_Text:_
--- START ---

Dutch feminist and politician

Cornelia Razoux Schultz-Metzer (27 October 1898 – 12 March 1992) was a Dutch feminist and politician who was active in the Dutch East Indies. She was the first female member of the colonial legislature, the Volksraad, where she attempted to introduce women's suffrage.

==Biography==
Razoux Schultz-Metzer was born Cornelia Hendrika Metzer in Doesburg in October 1898, the daughter of Cornelia Jansen and Jacobus Metzer, an army officer and swimming pool manager. After earning a diploma at Arnhem teacher training college in 1919, she taught in Arnhem and the Hague. She married François Marie Razoux Schultz in 1922 and the couple moved to Batavia later the same year when François started an engineering job in the city. The couple had four children between 1923 and 1930.

In 1931 Razoux Schultz-Metzer helped establish the Batavian Association of Housewives and the Indo-European Alliance–Women's Organisation (IEV-VO). Like its partner organisation, the Indo Europeesch Verbond, the IEV-VO advocated for European women and children in the territory. She was also a member of the Dutch East Indies branch of the Dutch Association for Women's Interests and Equal Citizenship. Although women's suffrage had been introduced in the Netherlands in 1919, it had not been extended to its colonies and it remained a central agenda item for members of the Association. In 1933 she was awarded the Order of Orange-Nassau.

--- END ---

_Record set:_

--- START ---

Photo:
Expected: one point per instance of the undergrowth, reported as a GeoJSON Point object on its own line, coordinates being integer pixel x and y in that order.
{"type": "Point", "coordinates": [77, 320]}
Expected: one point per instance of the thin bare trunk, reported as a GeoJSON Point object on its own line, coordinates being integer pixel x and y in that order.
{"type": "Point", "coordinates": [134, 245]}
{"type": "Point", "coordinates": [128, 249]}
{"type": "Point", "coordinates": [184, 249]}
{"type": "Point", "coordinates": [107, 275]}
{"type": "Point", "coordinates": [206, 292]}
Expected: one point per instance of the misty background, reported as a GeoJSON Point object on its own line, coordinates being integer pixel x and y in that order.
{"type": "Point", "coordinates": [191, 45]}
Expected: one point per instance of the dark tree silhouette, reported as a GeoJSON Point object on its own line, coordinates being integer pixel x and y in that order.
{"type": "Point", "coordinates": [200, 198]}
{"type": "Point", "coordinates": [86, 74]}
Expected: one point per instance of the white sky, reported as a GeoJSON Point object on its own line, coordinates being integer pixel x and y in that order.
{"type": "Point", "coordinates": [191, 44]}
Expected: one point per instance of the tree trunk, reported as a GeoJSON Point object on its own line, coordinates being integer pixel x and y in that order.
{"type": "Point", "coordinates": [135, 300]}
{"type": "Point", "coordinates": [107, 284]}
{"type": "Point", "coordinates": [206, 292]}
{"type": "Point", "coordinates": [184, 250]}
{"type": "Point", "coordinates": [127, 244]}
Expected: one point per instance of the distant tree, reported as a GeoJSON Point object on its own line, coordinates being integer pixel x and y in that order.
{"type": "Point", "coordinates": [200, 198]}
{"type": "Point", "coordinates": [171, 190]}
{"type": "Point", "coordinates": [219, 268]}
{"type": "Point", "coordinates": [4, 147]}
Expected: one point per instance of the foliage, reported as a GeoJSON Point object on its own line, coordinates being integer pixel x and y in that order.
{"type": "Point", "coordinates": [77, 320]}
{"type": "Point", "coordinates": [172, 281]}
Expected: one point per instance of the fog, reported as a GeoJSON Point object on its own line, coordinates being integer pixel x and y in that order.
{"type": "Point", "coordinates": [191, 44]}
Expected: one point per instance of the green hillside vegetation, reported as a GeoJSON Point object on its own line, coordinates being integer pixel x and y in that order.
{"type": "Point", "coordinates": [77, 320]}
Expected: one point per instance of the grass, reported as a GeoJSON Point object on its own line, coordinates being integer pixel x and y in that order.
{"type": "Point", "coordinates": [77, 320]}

--- END ---
--- START ---

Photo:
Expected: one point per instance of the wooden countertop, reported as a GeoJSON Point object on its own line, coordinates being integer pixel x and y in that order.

--- END ---

_Work instructions:_
Can you reproduce the part of the text on Cornelia Razoux Schultz-Metzer between "In 1931 Razoux" and "Order of Orange-Nassau.", inclusive, word for word?

_Written answer:_
In 1931 Razoux Schultz-Metzer helped establish the Batavian Association of Housewives and the Indo-European Alliance–Women's Organisation (IEV-VO). Like its partner organisation, the Indo Europeesch Verbond, the IEV-VO advocated for European women and children in the territory. She was also a member of the Dutch East Indies branch of the Dutch Association for Women's Interests and Equal Citizenship. Although women's suffrage had been introduced in the Netherlands in 1919, it had not been extended to its colonies and it remained a central agenda item for members of the Association. In 1933 she was awarded the Order of Orange-Nassau.